DOCUMENT TEXT:
§

Substituting either i) or ii) in the $F_{\Sigma}$ and 
$F_{\Sigma ^{
\prime}}$ conditions then 
determines
 $v_3$ (or $v_2$).
With two sets of fields, $\Phi _1, \bar{\Phi} _1$ 
with $v_3 \neq 0$ 
and $\Phi _2, \bar{\Phi} _2$ with $v_2 \neq 0$ , we have the 
following pattern
of symmetry breaking
\begin{eqnarray}
SU(5) \times SU(5) ^{\prime} 
& \stackrel{v_{\Sigma},v_{\Sigma ^{\prime}}}
{\rightarrow} &
 (SU(3) \times SU(2) \times U(1))
\times (SU(3) \times SU(2) \times U(1)) ^{\prime} \nonumber \\
  & \stackrel{v_3,v_2}
{\rightarrow}& SM \, 
\hbox{(the diagonal subgroup)}.
\end{eqnarray}
If the scales of the two stages of symmetry breaking 
are about equal,
{\it i.e.} $v_{\Sigma} , \, v_{\Sigma ^{\prime}}
, \, \sim v_3 \, , v_2 \, \sim M_{GUT}$, then
the SM gauge couplings unify at the scale $M_{GUT}$.
\footnote{See \cite{barbieri2} and \cite{barr} 
for models which give this structure of vevs
for the $\Phi$ fields without using the adjoints.}

The particular structure of the 
vevs of $\Phi _1$ and $\Phi _2$ can be 
used to 
split representations as follows. 

Consider the Higgs doublet-triplet splitting problem. 
With the particle
content
$5_h (5,1)$,
 $\bar{5}_h (\bar{5},1)$ and
$X (1,5)$, $\bar{X} (1,\bar{5})$
and the superpotential
\begin{equation}
W = 5 _{h \alpha} \bar{X} ^{\alpha ^{\prime}} 
\bar{\Phi}^{\alpha} _
{1\alpha ^{\prime}} 
+ \bar{5}_h ^{\alpha} X _{\alpha ^{\prime}} {\Phi _1}
 ^{\alpha ^{\prime}} _{\alpha} ,
\end{equation}
the $SU(3)$ triplets in $5_h$, $\bar{5}_h$ and $X$, 
$\bar{X}$ acquire a
mass of order $M_{GUT}$ whereas the doublets in $5_h$, 
$\bar{5}_h$ and 
$X$, $\bar{X}$ are massless. We want only one pair of 
doublets in the 
low energy theory
(in addition to the usual matter fields). The doublets 
in $X$, $\bar{X}$
can be made heavy by a bare mass term $M_{GUT} X \bar{X}$.

§

AVAILABLE DATA:
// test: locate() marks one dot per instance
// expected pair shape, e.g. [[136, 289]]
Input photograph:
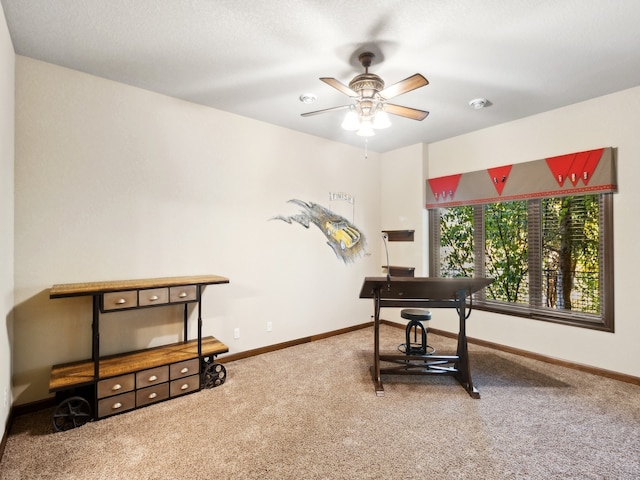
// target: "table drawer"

§

Reproduce, without alteration, the portion of the symmetry-breaking text that opens with the words containing "The particular structure" and closes with "doublet-triplet splitting problem.".

EXERCISE RESULT:
The particular structure of the 
vevs of $\Phi _1$ and $\Phi _2$ can be 
used to 
split representations as follows. 

Consider the Higgs doublet-triplet splitting problem.